= Rite of Strict Observance =

Series of progressive degrees

The Rite of Strict Observance was a Rite of Freemasonry, a series of progressive degrees that were conferred by the Order of Strict Observance, a Masonic body of the 18th century.

==History==
Baron Karl Gotthelf von Hund (1722–1776) introduced a new "Scottish" Rite to Germany, which he renamed "Rectified Masonry" and, after 1764, the "Strict Observance", while referring to the English system of Freemasonry as the "Late Observance."

The Rite appealed to German national pride, attracted the non-nobility, and was allegedly directed by "Unknown Superiors". The Strict Observance was particularly devoted to the reform of Masonry, with special reference to the elimination of the occult sciences which at the time were widely practiced in many lodges , and the establishment of cohesion and homogeneity in Masonry through the enforcement of strict discipline, the regulation of functions, etc.

- WHAT TO WORK ON:
A - In the article on the Rite of Strict Observance, what did the order's reform of Masonry aim to achieve, and by what means? Answer in one to three sentences.
B - Answer these questions from the article on the Rite of Strict Observance:
(i) In which century was the Order of Strict Observance active?
(ii) After what year did von Hund call his Rite the "Strict Observance"?
(iii) What name did he give to the English system of Freemasonry?
C - Extend the article on the Rite of Strict Observance, picking up after its last sentence.

- DATASET ENTRIES:

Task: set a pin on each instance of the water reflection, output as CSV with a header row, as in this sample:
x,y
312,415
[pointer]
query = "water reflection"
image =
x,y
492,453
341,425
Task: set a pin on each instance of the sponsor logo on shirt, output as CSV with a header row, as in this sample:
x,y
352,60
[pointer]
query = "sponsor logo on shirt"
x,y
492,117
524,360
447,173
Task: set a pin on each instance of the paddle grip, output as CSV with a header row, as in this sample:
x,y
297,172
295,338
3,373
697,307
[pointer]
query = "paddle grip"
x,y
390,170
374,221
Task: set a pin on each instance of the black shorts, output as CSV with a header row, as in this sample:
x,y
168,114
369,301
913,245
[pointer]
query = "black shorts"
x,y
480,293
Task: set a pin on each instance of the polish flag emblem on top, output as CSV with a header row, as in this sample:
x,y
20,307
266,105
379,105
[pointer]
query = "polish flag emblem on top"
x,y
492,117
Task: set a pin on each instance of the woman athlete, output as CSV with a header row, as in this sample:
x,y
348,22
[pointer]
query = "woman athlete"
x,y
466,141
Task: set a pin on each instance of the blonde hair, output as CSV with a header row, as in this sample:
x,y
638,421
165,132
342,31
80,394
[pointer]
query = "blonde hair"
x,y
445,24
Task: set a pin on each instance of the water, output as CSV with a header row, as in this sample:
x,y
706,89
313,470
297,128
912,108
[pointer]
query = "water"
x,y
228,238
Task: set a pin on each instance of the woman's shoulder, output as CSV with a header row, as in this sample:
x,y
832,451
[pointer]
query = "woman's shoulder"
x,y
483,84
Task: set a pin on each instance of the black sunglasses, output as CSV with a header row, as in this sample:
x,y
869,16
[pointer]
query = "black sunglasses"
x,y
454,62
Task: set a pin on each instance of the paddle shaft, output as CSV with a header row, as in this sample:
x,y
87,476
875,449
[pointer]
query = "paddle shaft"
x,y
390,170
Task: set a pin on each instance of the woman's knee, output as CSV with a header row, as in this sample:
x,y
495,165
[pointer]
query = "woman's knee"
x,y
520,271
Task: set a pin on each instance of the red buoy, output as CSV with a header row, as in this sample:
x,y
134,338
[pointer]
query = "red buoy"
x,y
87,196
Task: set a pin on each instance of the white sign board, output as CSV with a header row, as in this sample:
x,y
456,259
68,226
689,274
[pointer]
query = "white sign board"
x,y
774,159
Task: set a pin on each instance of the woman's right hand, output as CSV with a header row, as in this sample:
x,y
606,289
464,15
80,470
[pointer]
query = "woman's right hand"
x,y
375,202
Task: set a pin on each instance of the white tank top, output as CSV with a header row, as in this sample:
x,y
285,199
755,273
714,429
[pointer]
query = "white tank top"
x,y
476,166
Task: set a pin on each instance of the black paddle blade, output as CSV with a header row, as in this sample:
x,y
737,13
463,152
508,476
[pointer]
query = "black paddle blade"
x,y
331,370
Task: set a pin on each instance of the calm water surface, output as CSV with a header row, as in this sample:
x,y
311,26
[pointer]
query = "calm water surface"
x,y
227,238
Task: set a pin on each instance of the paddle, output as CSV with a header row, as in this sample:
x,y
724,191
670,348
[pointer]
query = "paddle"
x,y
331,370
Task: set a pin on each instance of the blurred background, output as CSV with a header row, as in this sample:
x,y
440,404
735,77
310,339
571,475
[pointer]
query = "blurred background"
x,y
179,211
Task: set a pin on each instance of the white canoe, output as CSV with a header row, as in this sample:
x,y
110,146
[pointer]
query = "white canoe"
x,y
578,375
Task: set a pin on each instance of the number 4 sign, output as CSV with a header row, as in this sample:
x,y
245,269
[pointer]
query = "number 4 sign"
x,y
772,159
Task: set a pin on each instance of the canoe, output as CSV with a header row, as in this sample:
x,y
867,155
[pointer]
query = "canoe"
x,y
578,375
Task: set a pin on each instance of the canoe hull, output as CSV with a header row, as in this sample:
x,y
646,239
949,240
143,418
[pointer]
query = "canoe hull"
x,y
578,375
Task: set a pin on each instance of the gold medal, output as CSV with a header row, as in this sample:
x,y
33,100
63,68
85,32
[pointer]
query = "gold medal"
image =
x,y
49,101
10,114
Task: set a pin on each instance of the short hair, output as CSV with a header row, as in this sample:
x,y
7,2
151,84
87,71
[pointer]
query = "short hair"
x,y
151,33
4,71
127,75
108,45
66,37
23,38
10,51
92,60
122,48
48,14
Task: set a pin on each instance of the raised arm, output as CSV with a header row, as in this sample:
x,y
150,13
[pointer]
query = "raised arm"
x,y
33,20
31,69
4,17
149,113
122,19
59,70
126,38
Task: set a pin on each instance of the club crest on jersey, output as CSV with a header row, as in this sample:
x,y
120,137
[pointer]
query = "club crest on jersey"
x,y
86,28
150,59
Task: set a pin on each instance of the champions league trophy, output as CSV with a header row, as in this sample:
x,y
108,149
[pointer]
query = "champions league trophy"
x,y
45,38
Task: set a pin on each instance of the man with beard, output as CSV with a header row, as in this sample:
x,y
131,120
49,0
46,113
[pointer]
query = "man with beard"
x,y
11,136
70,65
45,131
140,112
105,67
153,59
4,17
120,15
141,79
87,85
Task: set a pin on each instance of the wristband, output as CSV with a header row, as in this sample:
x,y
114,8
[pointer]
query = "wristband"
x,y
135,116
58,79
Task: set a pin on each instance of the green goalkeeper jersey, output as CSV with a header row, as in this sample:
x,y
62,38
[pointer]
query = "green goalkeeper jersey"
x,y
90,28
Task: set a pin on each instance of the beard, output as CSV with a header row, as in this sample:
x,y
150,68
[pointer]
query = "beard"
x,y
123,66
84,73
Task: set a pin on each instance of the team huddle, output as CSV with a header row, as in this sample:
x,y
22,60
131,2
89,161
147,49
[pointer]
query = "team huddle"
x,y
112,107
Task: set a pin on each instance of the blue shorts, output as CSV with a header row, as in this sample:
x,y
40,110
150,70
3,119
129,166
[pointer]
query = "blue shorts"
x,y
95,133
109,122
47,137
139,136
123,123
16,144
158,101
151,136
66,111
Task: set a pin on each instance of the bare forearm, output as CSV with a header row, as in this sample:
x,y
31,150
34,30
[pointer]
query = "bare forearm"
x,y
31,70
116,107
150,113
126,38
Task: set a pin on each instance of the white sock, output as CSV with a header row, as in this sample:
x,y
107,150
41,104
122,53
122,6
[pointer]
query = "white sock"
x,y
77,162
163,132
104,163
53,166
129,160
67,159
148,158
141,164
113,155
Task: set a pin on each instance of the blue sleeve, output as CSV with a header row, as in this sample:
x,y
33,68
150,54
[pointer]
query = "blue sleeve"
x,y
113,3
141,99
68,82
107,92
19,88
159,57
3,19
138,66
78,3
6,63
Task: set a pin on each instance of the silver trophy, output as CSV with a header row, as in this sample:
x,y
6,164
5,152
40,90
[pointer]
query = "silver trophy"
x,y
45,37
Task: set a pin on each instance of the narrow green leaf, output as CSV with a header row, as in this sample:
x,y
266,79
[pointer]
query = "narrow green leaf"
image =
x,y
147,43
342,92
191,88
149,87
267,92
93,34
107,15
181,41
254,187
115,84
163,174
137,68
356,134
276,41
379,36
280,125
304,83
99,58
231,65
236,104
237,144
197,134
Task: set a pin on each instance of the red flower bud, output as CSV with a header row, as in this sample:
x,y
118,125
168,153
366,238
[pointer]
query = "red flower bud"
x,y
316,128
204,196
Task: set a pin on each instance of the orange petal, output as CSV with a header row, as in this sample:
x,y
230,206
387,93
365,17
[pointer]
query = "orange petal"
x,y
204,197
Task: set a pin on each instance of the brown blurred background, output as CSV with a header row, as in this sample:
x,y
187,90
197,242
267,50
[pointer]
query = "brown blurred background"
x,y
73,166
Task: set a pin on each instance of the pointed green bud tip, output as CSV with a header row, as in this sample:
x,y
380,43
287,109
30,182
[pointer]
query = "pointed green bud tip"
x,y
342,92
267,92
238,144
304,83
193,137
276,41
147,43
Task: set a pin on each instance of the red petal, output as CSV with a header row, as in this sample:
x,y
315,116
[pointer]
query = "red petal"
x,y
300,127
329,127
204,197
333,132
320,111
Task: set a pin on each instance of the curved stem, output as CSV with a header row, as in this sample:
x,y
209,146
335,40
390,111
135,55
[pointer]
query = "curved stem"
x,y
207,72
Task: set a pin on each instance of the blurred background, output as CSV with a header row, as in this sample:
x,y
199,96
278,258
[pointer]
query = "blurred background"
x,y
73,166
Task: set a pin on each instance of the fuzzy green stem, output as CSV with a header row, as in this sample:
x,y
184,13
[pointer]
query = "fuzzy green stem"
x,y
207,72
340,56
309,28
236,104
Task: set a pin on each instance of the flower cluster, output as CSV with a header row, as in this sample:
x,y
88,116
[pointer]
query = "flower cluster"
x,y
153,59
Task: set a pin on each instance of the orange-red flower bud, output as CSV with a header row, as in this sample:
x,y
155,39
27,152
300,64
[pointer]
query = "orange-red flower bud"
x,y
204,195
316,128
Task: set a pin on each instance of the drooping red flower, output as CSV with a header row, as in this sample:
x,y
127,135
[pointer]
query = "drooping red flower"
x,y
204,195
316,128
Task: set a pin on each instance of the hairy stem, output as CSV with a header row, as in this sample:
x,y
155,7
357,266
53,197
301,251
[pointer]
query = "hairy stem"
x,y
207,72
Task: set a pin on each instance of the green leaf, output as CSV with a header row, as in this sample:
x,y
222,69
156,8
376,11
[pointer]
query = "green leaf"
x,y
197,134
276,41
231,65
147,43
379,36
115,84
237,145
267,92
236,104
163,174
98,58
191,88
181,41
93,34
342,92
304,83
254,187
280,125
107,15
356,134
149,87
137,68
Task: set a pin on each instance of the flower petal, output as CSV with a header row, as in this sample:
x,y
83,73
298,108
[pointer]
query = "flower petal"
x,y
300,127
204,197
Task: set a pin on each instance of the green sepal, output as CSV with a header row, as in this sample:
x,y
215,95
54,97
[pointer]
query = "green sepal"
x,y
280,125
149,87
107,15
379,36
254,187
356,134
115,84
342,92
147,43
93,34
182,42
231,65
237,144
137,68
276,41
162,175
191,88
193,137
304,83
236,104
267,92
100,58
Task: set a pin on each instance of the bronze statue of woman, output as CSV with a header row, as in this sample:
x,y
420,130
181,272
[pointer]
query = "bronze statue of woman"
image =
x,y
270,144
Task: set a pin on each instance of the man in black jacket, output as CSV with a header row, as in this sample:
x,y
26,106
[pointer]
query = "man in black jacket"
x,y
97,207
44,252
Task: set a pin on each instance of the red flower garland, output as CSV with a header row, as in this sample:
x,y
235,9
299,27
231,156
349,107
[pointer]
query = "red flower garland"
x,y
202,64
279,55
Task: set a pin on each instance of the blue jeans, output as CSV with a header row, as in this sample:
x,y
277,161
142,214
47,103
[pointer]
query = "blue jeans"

- RESPONSES:
A - The reform aimed to eliminate the occult sciences, which at the time were widely practiced in many lodges. It also sought cohesion and homogeneity in Masonry through the enforcement of strict discipline and the regulation of functions.

B -
(i) The 18th century.
(ii) 1764.
(iii) The "Late Observance."

C -
By 1768 the Rite of Strict Observance counted some forty lodges.

Despite its initial popularity, growing dissatisfaction among members over the failure to being initiated into the mysteries of the Unknown Superiors led to the Convent of Wilhelmsbad in 1782. The delegates there renounced their Templar origins (not unanimously) and gave greater self-governance to the lodges, resulting in the order fragmenting and the lodges adopting other rites over the next few years.

==Degree structure==
The degrees of the Rite of Strict Observance were:
- 1° Entered Apprentice (sometimes just called Apprentice)
- 2° Fellow Craft (sometimes just called Fellow)
- 3° Master Mason (sometimes just called Master)
- 4° Scot (sometimes also called Scottish Master)
- 5° Novice (sometimes also called Squire Novice)
- 6° Templar (sometimes also called Knight Templar)
- 7° Professed Knight (sometimes just called Professed)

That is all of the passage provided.